> _Problem_:
The lines below starting at the line containing "Target: white cloud" and ending at the line containing "Target: beach canopy tent" are to be repeated exactly, with both ends kept and nothing else added.

> _Provided records_:
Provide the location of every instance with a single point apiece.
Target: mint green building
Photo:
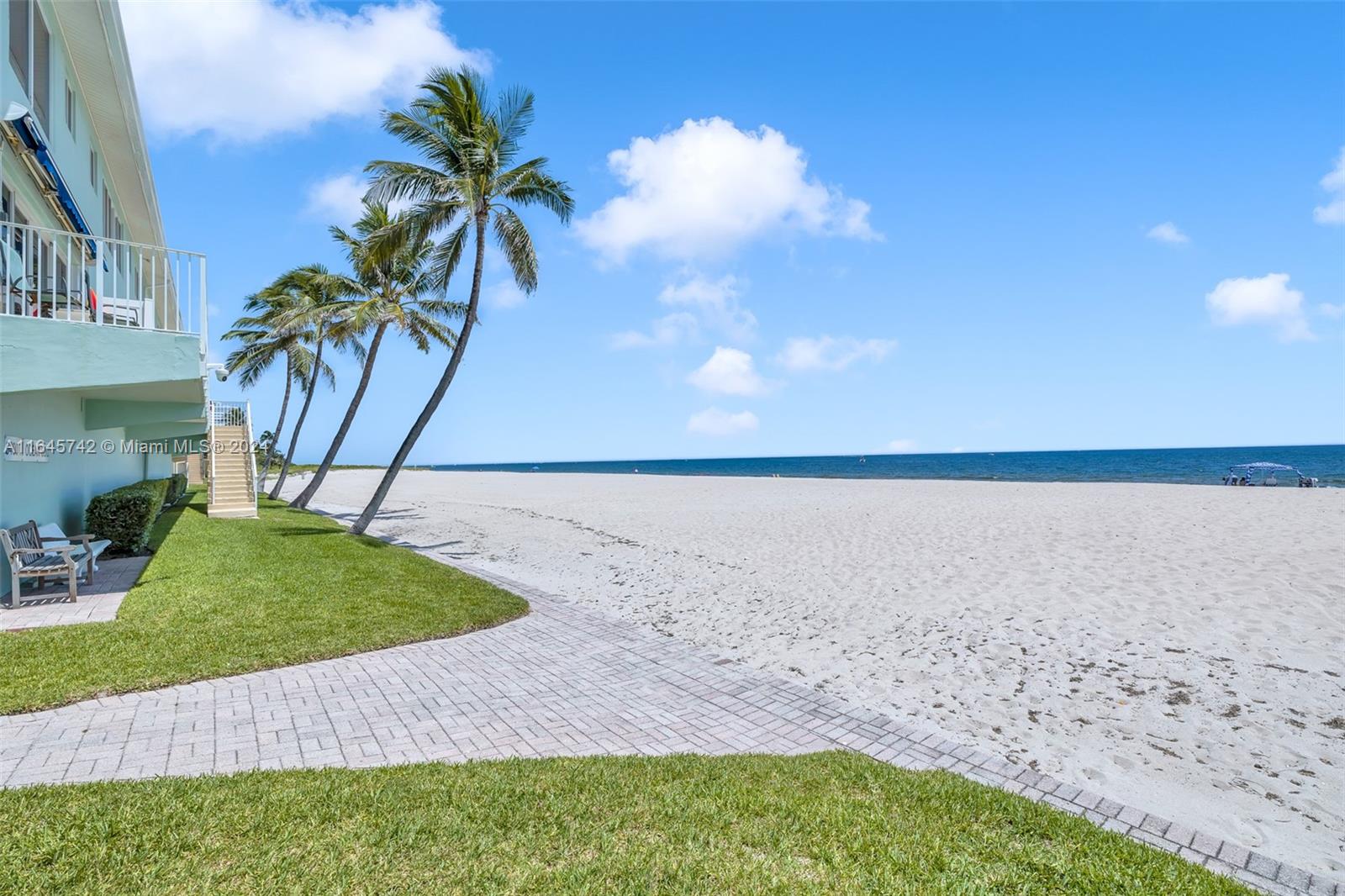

==

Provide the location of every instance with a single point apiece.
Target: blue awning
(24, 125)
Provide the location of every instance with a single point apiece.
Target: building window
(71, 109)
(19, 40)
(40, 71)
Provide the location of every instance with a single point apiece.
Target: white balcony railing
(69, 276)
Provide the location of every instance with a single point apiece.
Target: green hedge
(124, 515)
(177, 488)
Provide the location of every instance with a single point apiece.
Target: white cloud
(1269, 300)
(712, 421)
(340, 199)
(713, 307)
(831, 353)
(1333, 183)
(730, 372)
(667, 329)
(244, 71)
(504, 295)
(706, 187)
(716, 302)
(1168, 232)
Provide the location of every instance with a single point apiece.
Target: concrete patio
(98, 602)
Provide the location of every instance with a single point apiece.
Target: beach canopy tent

==

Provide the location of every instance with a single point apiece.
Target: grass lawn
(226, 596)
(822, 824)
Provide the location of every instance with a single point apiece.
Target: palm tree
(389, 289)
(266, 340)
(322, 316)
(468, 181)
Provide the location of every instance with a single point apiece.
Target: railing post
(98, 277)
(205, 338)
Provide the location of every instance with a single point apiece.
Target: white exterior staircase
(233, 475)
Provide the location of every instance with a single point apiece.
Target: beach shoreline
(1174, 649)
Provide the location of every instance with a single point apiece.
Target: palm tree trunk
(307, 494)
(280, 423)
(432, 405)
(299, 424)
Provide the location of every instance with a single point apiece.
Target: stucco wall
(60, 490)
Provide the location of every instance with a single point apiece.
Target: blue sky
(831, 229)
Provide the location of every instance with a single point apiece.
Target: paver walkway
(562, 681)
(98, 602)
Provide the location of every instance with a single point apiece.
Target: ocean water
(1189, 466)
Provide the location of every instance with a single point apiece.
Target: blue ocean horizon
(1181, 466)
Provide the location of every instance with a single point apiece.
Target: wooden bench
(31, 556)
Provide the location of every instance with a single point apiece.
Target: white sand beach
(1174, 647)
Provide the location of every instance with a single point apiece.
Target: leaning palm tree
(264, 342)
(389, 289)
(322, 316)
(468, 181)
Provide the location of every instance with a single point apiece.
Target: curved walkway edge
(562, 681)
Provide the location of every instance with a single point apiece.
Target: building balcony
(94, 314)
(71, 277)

> _Solution for this exercise_:
Target: white cloud
(1269, 300)
(712, 421)
(340, 199)
(713, 307)
(831, 353)
(1333, 183)
(730, 372)
(667, 329)
(244, 71)
(504, 295)
(706, 187)
(716, 302)
(1168, 232)
Provide the location of every instance with a single point apiece.
Target: concrete patio
(98, 602)
Provide the location of every instance with a single point apiece.
Target: beach canopy tent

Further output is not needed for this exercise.